Top of EXTRACTED ENTRIES

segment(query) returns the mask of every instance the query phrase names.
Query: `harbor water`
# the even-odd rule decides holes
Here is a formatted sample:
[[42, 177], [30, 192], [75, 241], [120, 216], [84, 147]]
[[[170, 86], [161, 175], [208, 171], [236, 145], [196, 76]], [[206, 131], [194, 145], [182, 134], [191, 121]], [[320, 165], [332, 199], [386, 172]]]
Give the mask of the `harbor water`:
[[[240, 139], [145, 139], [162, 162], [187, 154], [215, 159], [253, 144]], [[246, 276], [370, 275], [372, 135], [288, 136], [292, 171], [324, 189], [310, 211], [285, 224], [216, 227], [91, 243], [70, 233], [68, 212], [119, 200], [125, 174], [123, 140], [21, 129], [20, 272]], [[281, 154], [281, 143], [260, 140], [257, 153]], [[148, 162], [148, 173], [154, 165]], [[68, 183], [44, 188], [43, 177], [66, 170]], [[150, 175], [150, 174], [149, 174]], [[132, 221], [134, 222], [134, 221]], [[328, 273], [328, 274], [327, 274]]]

Bottom of EXTRACTED ENTRIES
Top of EXTRACTED ENTRIES

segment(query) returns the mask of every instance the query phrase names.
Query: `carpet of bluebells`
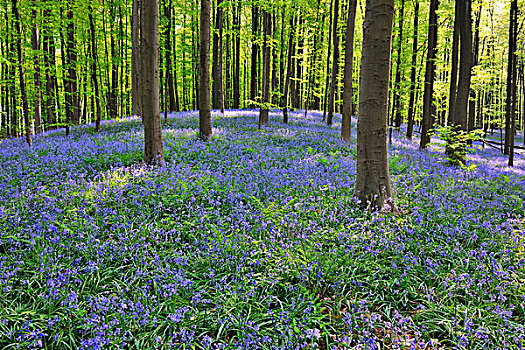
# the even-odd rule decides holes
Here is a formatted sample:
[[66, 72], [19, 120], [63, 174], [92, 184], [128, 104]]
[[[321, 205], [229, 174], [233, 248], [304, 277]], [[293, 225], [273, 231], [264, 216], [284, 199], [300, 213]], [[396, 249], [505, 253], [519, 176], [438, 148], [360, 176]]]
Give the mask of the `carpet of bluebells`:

Bottom of EXTRACTED ENTRIES

→ **PROBLEM TO SOLVE**
Your answer should consist of the lines from the line with "[[42, 177], [30, 192], [75, 241], [120, 216], [84, 147]]" to the line with "199], [386, 172]]]" above, repeated exactly, both ends included.

→ **PROBLEM SOLUTION**
[[42, 177], [30, 192], [75, 241], [120, 216], [84, 147]]
[[[170, 86], [161, 175], [208, 171], [236, 145], [196, 76]], [[206, 131], [194, 145], [182, 134], [191, 121]], [[320, 165], [332, 199], [386, 172]]]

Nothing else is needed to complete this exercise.